-- Provided text --
------------------------------------

Some of you have already mentioned auto-bill-pay, rewards CCs and such. Agreed, also chrome/chromium browser. I'll add switching to Linux/Ubuntu/Xubuntu to that (though I still have my DW's Mac in the house as a 'back up' for a few things that only rarely pop up that I can't handle).

Funny thing is, most of the non-internet kinds of things like this, that we really, really appreciated are pretty old now. Some are:

1) Electric Garage Opener - Going from no garage in a townhouse to a garage in a SFH was a step up, having to get out and open a door seemed like nothing. I think it was when DW was pregnant, that it seemed like a good idea. Man, not having to stop the car in a snowy driveway on a pretty steep slope, get out, open , get back in, back up the car to get a running start.... it was great! No going back.

2) A Humidifier attached to the furnace, with automatic humidistat. Dry air in winter can be real problem, but filling a stand-alone humidifier, having to clean it and worry about mold/slime, and then - they never really worked all that well. With the control so close to the source, it was hit-miss. The one on the furnace flows water through a drain, so it is always flushing out build-up when it is on. And the humidistat works near perfectly. Set it and forget it. Glorious! No going back.

------------------------------------

(Stored items from a collection)
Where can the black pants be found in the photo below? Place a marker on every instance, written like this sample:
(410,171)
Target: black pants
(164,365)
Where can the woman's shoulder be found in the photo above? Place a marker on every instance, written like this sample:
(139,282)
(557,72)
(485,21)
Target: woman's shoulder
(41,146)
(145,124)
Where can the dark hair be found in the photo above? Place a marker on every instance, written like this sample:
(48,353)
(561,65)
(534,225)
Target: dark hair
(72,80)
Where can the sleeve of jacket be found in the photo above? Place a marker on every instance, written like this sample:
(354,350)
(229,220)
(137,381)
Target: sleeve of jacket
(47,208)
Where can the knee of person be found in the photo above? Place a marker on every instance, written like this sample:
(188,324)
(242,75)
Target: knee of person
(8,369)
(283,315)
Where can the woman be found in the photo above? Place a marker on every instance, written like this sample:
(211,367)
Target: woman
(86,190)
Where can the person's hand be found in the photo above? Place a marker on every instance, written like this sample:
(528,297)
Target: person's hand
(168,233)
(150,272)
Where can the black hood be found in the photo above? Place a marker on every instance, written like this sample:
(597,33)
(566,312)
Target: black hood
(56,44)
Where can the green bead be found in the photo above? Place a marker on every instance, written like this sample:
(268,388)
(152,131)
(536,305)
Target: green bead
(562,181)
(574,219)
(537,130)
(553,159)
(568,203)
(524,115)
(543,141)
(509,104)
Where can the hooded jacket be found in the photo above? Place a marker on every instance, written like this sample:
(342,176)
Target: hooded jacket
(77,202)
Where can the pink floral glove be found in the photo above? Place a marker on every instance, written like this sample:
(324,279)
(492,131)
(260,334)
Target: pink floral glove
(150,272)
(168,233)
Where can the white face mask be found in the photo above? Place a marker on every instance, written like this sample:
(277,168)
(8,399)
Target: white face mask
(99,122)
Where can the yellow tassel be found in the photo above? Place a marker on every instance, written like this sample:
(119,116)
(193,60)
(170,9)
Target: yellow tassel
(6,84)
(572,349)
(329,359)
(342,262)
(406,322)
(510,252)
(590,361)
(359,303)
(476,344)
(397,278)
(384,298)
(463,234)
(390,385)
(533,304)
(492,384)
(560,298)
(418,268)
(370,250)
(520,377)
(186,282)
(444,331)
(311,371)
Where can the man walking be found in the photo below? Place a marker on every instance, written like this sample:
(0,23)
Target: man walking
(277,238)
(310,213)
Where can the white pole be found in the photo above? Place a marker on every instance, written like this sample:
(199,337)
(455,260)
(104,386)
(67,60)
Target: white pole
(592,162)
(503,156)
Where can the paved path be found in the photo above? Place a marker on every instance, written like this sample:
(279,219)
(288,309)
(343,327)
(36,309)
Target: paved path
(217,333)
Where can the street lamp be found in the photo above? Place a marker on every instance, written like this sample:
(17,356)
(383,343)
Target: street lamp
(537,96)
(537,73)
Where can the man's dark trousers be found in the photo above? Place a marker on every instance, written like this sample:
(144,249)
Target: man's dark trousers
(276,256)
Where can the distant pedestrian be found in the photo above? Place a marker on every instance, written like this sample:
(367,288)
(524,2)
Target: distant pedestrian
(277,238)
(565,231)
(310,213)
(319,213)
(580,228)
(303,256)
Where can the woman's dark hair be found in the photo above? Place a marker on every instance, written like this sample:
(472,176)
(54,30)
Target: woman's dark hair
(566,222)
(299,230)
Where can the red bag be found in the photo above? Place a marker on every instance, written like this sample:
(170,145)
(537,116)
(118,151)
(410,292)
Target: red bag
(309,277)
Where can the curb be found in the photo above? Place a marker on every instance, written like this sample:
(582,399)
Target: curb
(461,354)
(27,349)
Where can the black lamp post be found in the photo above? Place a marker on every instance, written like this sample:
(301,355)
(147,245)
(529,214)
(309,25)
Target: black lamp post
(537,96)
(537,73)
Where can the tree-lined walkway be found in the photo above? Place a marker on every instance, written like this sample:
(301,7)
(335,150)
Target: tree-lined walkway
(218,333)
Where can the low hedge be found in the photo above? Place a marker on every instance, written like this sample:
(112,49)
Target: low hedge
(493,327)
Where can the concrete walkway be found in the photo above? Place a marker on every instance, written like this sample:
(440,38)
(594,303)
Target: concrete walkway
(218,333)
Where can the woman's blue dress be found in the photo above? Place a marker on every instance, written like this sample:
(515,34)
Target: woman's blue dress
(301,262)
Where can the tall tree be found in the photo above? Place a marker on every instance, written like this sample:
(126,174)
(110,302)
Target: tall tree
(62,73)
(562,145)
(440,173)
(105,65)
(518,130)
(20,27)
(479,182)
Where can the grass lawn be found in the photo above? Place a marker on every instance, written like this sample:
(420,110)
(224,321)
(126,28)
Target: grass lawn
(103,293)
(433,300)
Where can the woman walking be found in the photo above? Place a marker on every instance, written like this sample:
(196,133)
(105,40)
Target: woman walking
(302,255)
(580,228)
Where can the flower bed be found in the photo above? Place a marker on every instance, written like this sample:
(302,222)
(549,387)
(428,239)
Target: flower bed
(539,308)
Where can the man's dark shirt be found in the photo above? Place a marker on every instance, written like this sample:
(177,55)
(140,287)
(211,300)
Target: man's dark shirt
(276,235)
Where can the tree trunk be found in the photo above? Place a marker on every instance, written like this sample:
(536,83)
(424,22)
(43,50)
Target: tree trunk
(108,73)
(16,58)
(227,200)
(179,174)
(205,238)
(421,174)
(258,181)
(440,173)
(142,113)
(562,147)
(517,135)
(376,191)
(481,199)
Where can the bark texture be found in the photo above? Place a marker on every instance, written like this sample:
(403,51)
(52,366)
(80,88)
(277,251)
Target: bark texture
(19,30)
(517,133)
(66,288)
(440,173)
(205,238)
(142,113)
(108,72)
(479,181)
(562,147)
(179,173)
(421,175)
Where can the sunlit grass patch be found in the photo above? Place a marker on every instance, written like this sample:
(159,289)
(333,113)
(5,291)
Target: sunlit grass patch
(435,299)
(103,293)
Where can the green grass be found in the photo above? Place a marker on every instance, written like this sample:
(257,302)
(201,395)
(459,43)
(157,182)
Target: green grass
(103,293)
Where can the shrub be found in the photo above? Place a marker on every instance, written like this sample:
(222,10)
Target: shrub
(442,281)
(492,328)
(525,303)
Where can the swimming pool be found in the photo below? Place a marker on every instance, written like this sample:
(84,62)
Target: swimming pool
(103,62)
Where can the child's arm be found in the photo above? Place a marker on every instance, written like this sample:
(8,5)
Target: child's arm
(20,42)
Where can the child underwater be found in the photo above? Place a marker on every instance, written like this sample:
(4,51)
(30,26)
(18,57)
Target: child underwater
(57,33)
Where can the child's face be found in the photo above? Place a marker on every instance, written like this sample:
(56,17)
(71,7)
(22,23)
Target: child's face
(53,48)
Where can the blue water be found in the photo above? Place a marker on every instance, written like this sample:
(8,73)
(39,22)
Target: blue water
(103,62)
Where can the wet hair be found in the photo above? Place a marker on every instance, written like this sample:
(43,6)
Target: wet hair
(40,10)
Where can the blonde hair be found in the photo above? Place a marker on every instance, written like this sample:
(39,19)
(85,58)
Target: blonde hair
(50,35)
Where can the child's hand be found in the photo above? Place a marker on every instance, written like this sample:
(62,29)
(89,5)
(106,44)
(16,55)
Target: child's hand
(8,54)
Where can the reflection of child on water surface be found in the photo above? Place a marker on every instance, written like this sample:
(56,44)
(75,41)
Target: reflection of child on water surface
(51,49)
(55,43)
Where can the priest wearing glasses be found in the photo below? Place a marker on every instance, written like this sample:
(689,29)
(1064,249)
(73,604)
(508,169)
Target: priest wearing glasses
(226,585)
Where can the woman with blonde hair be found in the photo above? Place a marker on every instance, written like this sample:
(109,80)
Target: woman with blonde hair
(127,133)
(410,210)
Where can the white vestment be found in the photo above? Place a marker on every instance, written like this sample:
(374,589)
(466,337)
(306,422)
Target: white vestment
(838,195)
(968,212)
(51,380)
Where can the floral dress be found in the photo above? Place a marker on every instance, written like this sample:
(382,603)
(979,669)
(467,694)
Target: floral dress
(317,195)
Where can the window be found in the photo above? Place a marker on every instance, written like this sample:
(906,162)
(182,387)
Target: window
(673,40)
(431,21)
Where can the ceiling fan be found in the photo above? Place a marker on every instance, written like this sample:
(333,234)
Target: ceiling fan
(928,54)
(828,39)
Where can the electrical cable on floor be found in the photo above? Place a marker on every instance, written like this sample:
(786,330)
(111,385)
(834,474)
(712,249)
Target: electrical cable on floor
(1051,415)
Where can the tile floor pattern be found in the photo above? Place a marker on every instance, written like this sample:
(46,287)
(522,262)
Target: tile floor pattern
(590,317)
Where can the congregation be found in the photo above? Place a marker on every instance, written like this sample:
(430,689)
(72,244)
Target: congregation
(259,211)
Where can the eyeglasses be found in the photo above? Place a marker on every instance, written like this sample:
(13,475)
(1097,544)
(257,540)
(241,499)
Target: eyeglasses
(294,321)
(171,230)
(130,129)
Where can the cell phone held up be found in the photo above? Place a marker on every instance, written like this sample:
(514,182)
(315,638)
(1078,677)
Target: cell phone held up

------------------------------------

-- Work instructions --
In the post about household conveniences, condense the paragraph beginning "2) A Humidifier attached to the furnace" into a short bulleted list that keeps its main facts.

-- Task solution --
- Dry winter air can be a real problem.
- Stand-alone humidifiers had to be filled and cleaned, raised worries about mold and slime, and never worked very well. With the control so close to the source, results were hit-or-miss.
- The humidifier attached to the furnace flows water through a drain, so it flushes out build-up whenever it runs.
- Its automatic humidistat works nearly perfectly: set it and forget it.
- The writer calls it glorious and wouldn't go back.